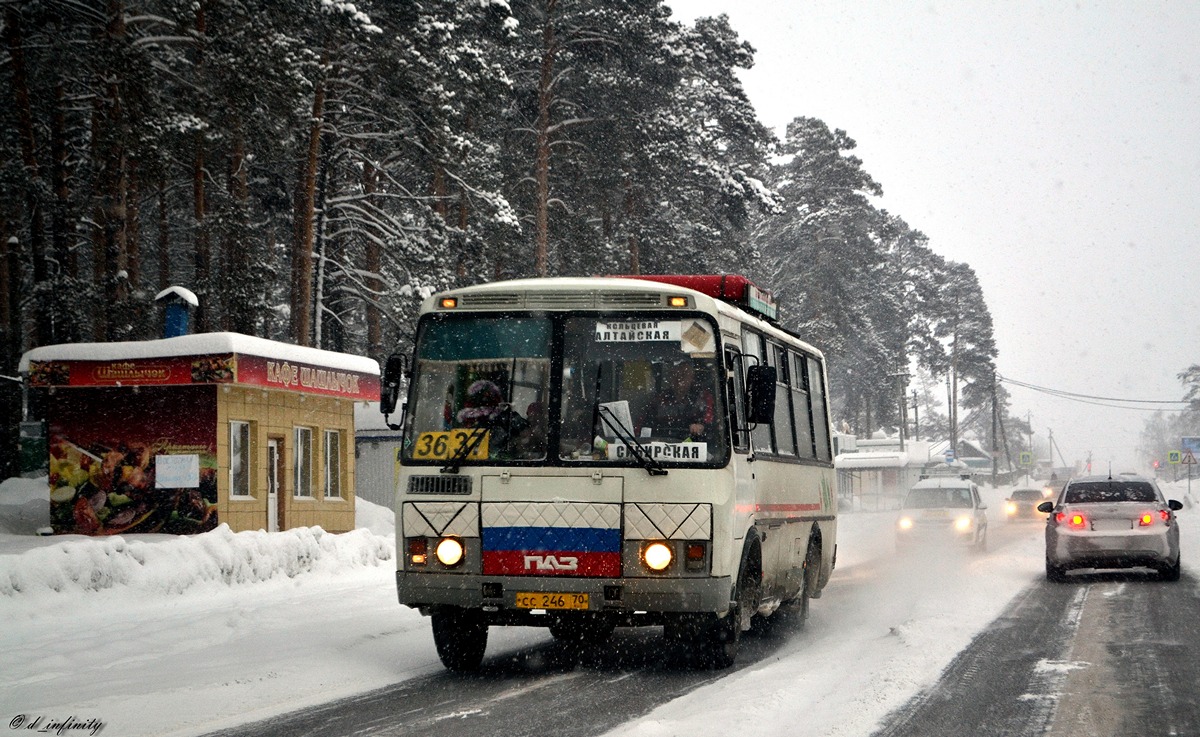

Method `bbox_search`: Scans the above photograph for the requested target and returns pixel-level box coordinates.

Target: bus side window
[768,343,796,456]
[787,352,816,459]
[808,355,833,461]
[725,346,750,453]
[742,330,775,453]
- - - -
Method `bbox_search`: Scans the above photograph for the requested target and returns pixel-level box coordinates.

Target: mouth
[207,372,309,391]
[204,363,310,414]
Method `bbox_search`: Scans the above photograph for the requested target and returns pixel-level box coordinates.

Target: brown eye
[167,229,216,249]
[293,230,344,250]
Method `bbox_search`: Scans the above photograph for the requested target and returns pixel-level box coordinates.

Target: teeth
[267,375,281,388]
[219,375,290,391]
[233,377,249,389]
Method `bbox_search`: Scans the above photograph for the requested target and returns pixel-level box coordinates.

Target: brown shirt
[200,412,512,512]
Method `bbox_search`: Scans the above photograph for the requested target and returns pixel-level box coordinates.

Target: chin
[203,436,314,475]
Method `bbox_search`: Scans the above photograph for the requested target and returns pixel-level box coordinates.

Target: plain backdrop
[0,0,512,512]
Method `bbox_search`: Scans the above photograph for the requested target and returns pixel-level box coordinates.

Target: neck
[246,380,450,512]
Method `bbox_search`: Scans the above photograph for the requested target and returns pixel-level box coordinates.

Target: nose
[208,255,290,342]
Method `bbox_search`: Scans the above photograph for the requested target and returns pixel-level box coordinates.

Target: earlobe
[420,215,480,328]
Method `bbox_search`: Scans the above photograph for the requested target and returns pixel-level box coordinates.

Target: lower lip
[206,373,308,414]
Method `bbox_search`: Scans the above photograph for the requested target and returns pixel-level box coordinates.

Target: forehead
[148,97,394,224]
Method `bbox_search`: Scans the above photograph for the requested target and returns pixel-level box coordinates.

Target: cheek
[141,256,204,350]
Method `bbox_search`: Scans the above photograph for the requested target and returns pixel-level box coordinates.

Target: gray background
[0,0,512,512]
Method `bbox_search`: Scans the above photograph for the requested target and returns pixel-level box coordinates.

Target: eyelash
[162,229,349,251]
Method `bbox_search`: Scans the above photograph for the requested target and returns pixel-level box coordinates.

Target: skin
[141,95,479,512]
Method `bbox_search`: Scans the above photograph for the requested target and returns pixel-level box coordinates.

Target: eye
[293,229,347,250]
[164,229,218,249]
- - - -
Show each line of the data above that contains the word "brown". Case counts.

Answer to this task
Target: brown eye
Target: brown shirt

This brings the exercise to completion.